## What needs to be done
Among the entries, how many lines hold the word "camouflage"? Respond with that number only.

[Saved data entries]
* * * *

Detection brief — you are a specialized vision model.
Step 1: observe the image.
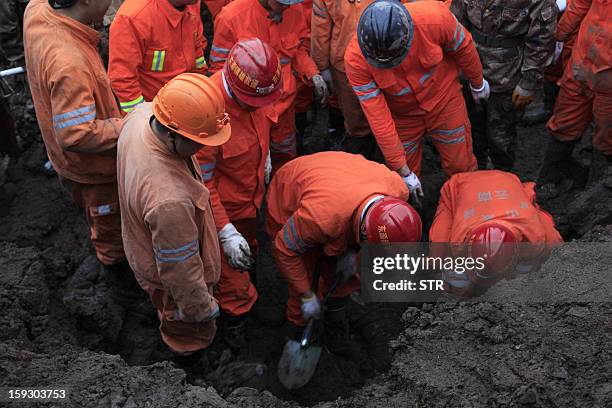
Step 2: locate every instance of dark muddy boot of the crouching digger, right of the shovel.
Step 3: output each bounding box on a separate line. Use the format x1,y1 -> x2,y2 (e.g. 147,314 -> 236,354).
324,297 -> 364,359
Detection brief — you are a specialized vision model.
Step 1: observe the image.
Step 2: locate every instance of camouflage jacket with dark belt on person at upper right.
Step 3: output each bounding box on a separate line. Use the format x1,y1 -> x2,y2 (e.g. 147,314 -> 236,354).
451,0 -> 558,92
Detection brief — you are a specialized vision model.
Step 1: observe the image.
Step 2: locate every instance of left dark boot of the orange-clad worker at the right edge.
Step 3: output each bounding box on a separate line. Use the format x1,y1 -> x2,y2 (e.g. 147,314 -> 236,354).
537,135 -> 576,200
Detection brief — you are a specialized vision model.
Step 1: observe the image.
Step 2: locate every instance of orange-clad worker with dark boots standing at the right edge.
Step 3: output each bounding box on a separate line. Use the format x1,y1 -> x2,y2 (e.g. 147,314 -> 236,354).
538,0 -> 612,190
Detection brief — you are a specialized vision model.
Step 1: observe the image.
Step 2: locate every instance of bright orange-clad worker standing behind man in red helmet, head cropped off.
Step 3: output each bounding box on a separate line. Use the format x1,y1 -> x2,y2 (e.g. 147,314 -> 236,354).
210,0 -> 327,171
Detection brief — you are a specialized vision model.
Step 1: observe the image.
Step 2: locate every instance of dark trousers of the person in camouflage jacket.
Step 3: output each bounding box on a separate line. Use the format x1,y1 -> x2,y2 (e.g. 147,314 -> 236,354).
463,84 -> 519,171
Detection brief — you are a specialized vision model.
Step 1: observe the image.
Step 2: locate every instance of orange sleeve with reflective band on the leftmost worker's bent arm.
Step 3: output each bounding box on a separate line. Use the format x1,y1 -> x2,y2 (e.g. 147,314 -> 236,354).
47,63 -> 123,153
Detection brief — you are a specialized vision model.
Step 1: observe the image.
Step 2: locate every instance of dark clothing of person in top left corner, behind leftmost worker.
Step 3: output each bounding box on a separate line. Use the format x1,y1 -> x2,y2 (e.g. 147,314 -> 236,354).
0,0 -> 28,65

* * * *

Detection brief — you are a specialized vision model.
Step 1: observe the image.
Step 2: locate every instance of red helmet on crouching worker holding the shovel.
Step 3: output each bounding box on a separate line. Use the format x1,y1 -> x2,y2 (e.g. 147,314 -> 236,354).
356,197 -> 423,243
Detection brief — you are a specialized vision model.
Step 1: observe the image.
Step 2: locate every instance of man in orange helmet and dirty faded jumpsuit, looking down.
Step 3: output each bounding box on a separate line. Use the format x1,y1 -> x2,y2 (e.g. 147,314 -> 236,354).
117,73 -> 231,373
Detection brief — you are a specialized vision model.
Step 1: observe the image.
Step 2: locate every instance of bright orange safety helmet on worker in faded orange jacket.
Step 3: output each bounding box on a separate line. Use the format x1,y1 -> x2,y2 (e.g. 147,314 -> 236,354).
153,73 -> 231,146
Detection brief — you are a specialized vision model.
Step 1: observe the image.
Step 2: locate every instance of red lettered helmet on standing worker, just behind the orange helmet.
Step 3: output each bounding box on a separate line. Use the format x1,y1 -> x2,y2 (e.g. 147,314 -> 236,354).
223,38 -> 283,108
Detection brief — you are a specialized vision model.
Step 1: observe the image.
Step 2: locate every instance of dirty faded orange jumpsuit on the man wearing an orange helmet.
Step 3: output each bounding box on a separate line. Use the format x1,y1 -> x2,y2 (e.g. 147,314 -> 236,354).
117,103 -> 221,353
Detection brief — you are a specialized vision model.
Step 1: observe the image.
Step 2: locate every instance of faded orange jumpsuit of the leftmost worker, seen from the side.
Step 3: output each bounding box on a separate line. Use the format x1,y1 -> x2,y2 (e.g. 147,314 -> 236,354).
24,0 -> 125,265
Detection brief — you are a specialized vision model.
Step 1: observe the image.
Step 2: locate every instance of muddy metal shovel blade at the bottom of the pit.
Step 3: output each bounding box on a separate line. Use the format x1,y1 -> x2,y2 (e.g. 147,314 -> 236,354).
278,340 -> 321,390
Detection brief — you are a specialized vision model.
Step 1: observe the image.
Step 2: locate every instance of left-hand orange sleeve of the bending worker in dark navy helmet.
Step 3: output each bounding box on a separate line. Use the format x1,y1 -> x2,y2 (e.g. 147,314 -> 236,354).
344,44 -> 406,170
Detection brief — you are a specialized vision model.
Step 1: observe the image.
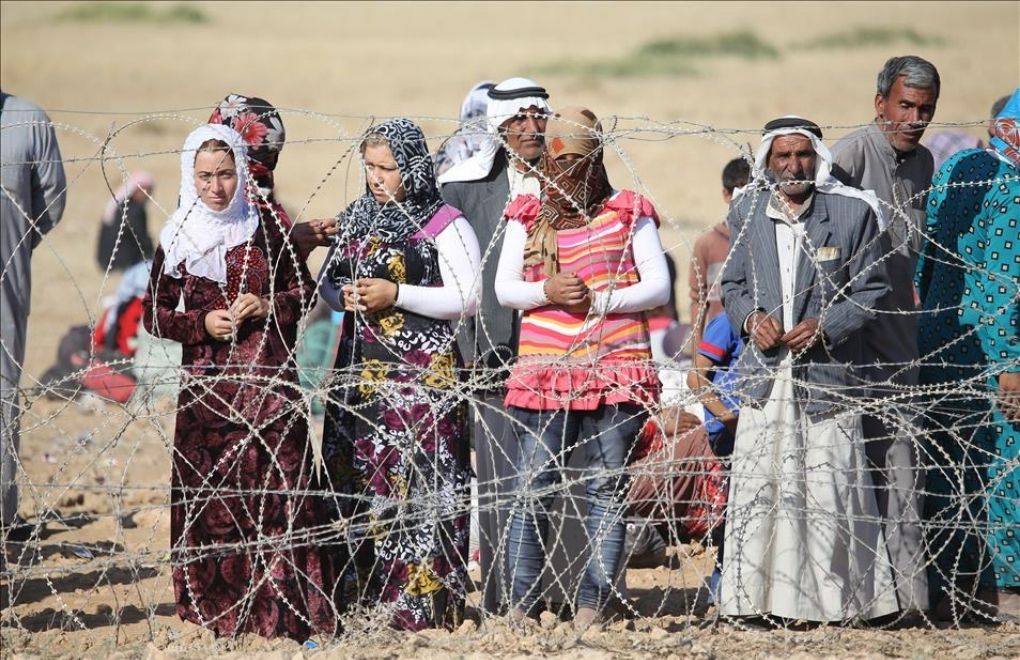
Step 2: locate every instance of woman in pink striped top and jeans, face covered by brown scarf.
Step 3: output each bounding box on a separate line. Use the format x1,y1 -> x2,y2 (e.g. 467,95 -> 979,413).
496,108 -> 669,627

* * * *

## Exercise answer
2